Edit the data below by replacing "dark shoreline" with "dark coastline" everywhere it occurs, leaving all other text unchanged. Omit the pictures from your output.

--- START DATA LISTING ---

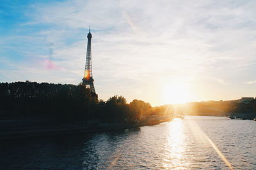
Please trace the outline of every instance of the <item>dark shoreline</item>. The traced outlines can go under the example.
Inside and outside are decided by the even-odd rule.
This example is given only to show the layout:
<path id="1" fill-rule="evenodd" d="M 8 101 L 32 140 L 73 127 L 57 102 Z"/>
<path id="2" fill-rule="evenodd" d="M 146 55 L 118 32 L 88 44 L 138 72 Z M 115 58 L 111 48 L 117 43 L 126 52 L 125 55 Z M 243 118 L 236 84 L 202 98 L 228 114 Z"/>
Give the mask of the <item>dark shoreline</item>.
<path id="1" fill-rule="evenodd" d="M 63 135 L 70 135 L 81 133 L 93 133 L 99 132 L 108 132 L 121 131 L 127 129 L 136 128 L 145 125 L 154 125 L 167 121 L 156 122 L 150 123 L 136 123 L 131 124 L 104 124 L 97 126 L 77 126 L 72 125 L 63 127 L 42 127 L 36 129 L 19 130 L 18 129 L 6 132 L 0 132 L 0 141 L 8 141 L 16 139 L 58 136 Z"/>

--- END DATA LISTING ---

● THE RESPONSE
Please trace the outline of every instance of the <item>dark coastline</item>. The traced outlines can go under the example.
Inside and outside are decided by the even-odd rule.
This example is given only to show the layout:
<path id="1" fill-rule="evenodd" d="M 8 101 L 32 140 L 73 127 L 57 102 Z"/>
<path id="2" fill-rule="evenodd" d="M 146 55 L 118 32 L 88 44 L 138 72 Z M 115 58 L 111 48 L 117 43 L 126 52 L 125 55 Z M 243 118 L 236 84 L 202 98 L 228 114 Z"/>
Give the mask of the <item>dark coastline</item>.
<path id="1" fill-rule="evenodd" d="M 63 135 L 70 135 L 81 133 L 93 133 L 99 132 L 108 132 L 121 131 L 127 129 L 136 128 L 145 125 L 154 125 L 167 121 L 156 122 L 150 123 L 136 123 L 131 124 L 104 124 L 97 126 L 77 126 L 72 125 L 63 127 L 42 127 L 36 129 L 19 130 L 18 129 L 6 132 L 0 132 L 0 141 L 8 141 L 16 139 L 58 136 Z"/>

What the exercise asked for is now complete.